▸ Teks yang Diberikan
◆ ◆ ◆ ◆ ◆ ◆ ◆

TINJAUAN YURIDIS MENGENAI KEWENANGAN DARI HAK PENGEJARAN SEKETIKA (HOT PURSUIT) DI WILAYAH PERAIRAN INDONESIA

Oleh:

Ni Komang Cempaka Dewi*

Bagian Hukum Internasional Fakultas Hukum Universitas Udayana

Abstrak

Hak pengejaran seketika merupakan hak suatu negara untuk melakukan tindakan pengejaran seketika kepada kapal asing yang diduga melanggar peraturan perundang-undangan negara pantai tersebut. Banyak negara yang melakukan pengejaran seketika sebagai salah satu bentuk penegakan hukum di laut termasuk Indonesia. Didasari oleh sejumlah peraturan nasional, terdapat banyak pihak yang berwenang untuk melakukan pengejaran seketika di wilayah perairan Indonesia. Rumusan masalah dari jurnal ini yaitu bagaimana tinjauan yuridis mengenai kewenangan dari hak pengejaran seketika terhadap kapal asing di wilayah perairan Indonesia.

Penulisan jurnal ini menggunakan metodelogi penelitian normatif dengan pendekatan peraturan perundang-undangan dilakukan dengan menelaah undang-undang dan regulasi yang berkaitan terhadap isu hukum yang sedang diteliti.

Pemerintah Indonesia berwenang melakukan pengejaran seketika terhadap kapal asing di wilayah perairan Indonesia berdasarkan beberapa peraturan perundang-undangan, yaitu Peraturan Menteri No. 17/PERMEN-KP/2014 tentang Pelaksanaan Tugas Pengawas Perikanan; Undang-Undang No. 45 Tahun 2009 tentang Perikanan; Undang-Undang No. 32 tahun 2004 tentang Kelautan; Peraturan Presiden No. 178 Tahun 2014 tentang Badan Keamanan Laut: Peraturan Direktur Jenderal Bea dan Cukai No. P-53/BC/2010 tentang Tatalaksana Pengawasan; Undang-Undang No. 17 Tahun 2008 tentang Pelayaran; Peraturan Menteri Pertahanan No. 4 Tahun 2017 tentang Pengerahan Tentara Nasional Indonesia; Undang-Undang No. 34 Tahun 2004 tentang Tentara Nasional Indonesia; dan Peraturan Kepala Kepolisian Negara Republik Indonesia No. 22 Tahun 2010 tentang Susunan Organisasi dan Tata Kerja pada Tingkat Kepolisian Daerah

Kata Kunci: Hak Pengejaran Seketika, Kewenangan, Perairan Indonesia, UNCLOS 1982

Abstract

The right of hot pursuit is the right of every coastal state to carry out the hot pursuit of foreign ships in violation of the laws of the coastal state. Many countries are conducting hot pursuit as law enforcement in the sea including Indonesia. According to domestic law there are many parties authorized to conduct the hot pursuit in Indonesioan Waters. The problem of this research is how the judicial review of the authority of hot pursuit to foreign ships in the territorial waters of Indonesia.

◆ ◆ ◆ ◆ ◆ ◆ ◆

(Entri dari sebuah set data)

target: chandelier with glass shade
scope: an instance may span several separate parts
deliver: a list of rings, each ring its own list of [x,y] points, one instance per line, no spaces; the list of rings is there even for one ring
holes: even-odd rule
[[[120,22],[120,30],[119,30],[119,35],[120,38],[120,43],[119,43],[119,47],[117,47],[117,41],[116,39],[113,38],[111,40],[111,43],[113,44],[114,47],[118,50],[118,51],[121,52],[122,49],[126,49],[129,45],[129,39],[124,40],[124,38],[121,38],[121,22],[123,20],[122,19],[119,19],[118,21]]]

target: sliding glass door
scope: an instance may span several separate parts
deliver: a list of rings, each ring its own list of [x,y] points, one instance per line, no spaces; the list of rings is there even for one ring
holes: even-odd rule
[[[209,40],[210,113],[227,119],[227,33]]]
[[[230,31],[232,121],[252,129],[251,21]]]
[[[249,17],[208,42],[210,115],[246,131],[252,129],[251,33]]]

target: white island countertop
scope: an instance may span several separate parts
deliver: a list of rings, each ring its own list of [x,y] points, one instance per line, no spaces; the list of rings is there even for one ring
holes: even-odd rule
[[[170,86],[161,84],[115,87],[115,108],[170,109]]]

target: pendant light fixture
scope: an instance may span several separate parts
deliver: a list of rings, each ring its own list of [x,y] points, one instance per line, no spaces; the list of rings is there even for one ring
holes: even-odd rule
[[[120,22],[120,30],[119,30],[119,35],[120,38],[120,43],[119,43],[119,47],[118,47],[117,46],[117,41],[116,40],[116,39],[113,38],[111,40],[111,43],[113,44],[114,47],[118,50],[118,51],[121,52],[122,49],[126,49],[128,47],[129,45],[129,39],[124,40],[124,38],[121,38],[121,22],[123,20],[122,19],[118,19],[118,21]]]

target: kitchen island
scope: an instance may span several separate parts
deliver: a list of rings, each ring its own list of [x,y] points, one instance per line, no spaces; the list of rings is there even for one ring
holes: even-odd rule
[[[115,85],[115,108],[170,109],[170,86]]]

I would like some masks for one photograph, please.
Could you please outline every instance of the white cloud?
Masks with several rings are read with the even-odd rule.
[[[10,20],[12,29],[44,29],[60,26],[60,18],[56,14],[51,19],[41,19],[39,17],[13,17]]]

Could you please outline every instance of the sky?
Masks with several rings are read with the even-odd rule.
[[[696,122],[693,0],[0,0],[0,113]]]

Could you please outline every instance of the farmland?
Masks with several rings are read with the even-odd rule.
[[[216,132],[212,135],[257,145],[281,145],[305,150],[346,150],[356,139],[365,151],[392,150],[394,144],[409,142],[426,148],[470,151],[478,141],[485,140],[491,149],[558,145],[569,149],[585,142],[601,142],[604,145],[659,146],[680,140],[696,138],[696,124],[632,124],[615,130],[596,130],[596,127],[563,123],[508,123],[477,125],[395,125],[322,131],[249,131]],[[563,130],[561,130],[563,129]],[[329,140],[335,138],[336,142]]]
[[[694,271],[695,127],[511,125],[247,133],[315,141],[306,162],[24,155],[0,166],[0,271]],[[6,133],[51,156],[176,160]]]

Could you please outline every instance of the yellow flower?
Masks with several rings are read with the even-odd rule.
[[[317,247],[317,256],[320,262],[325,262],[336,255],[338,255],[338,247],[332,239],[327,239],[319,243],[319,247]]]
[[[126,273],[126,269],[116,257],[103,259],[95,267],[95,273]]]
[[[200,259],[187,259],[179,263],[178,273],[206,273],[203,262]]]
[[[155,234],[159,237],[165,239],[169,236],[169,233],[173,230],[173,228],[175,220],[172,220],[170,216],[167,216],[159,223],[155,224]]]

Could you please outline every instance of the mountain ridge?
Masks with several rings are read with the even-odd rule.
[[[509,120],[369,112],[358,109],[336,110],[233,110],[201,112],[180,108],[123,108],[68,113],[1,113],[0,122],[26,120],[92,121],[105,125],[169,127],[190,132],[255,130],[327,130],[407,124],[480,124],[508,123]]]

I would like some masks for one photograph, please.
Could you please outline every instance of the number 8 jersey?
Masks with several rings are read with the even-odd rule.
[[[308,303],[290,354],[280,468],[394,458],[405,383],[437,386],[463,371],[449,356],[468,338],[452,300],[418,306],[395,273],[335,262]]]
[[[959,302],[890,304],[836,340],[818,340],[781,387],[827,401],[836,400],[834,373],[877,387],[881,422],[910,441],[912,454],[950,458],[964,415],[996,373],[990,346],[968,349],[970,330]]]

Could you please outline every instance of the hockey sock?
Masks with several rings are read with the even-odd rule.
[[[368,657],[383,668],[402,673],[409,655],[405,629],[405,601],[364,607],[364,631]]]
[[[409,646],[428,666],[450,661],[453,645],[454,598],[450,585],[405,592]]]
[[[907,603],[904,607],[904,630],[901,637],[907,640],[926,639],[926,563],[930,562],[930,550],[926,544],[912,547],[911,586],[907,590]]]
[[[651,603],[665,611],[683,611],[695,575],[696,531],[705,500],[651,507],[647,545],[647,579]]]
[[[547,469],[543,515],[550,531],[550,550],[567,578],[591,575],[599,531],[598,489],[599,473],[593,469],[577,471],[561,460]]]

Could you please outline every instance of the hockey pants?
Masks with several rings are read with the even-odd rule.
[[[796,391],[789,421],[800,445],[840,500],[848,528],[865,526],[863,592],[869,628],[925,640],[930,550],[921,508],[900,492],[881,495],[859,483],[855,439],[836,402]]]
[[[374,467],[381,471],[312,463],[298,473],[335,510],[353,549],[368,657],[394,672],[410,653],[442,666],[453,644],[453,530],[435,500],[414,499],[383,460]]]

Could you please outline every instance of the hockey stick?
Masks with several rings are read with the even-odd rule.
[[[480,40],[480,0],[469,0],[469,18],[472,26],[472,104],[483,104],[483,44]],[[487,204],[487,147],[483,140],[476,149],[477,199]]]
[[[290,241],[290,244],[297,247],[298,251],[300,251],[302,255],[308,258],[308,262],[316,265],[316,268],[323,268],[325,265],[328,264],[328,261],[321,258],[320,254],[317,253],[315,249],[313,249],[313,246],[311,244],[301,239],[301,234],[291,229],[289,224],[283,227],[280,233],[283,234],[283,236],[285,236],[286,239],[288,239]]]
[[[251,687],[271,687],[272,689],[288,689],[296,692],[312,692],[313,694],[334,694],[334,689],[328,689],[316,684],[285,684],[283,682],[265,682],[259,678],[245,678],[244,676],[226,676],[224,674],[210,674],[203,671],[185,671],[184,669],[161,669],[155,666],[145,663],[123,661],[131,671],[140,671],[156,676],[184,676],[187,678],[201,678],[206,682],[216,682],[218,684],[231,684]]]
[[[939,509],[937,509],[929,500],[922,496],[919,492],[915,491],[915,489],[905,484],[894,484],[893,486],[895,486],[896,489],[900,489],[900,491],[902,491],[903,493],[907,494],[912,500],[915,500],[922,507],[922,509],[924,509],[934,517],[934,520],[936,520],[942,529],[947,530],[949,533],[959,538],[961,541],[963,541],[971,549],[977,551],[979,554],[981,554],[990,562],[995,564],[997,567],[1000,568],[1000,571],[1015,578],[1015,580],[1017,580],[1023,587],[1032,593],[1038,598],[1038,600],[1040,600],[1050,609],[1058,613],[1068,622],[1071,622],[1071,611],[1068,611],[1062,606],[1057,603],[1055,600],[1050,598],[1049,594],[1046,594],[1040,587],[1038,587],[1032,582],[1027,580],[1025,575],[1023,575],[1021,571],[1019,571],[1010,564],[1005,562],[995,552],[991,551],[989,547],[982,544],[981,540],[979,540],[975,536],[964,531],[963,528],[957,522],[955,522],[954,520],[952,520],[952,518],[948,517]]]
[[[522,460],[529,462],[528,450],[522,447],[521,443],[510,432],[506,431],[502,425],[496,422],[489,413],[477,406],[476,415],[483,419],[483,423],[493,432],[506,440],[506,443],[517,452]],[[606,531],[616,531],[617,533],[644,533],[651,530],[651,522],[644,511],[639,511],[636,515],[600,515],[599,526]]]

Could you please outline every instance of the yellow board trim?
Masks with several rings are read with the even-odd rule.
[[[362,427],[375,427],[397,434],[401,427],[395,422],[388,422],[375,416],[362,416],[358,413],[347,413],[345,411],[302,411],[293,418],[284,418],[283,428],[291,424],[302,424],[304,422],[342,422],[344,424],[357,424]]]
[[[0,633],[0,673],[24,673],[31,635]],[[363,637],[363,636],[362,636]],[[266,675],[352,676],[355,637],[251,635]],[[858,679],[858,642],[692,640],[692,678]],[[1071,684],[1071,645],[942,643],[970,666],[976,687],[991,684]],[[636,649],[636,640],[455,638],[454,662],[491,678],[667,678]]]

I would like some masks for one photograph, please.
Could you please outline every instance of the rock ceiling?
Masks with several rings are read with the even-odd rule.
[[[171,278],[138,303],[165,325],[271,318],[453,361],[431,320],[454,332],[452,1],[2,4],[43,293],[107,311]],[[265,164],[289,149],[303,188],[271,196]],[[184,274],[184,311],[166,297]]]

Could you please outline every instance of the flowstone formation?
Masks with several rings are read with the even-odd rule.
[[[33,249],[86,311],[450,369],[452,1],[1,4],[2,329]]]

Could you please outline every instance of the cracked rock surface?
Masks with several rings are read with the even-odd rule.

◆ ◆ ◆ ◆ ◆ ◆ ◆

▸ Tugas yang Dikerjakan
a. Apakah tiap pernyataan berikut sesuai dengan teks tentang hak pengejaran seketika? (i) Penelitian ini memakai pendekatan peraturan perundang-undangan. (ii) Hanya satu pihak yang berwenang melakukan pengejaran seketika di wilayah perairan Indonesia. (iii) Undang-Undang No. 45 Tahun 2009 mengatur tentang pelayaran. Jawab ya atau tidak untuk masing-masing, lalu kutip kata-kata penentunya dari teks tanpa diubah.
b. Salin ulang tanpa perubahan baris-baris pada baris data, mulai dari baris yang memuat "Could you please outline every instance of the flowstone" dan berakhir pada baris terakhir baris data, dengan kedua ujungnya ikut disalin.

▸ Jawaban per Tugas
a.
(i) Ya: "penelitian normatif dengan pendekatan peraturan perundang-undangan"
(ii) Tidak: "terdapat banyak pihak yang berwenang untuk melakukan pengejaran seketika di wilayah perairan Indonesia"
(iii) Tidak: "Undang-Undang No. 45 Tahun 2009 tentang Perikanan"

b.
Could you please outline every instance of the flowstone formation?
Masks with several rings are read with the even-odd rule.
[[[33,249],[86,311],[450,369],[452,1],[1,4],[2,329]]]

Could you please outline every instance of the cracked rock surface?
Masks with several rings are read with the even-odd rule.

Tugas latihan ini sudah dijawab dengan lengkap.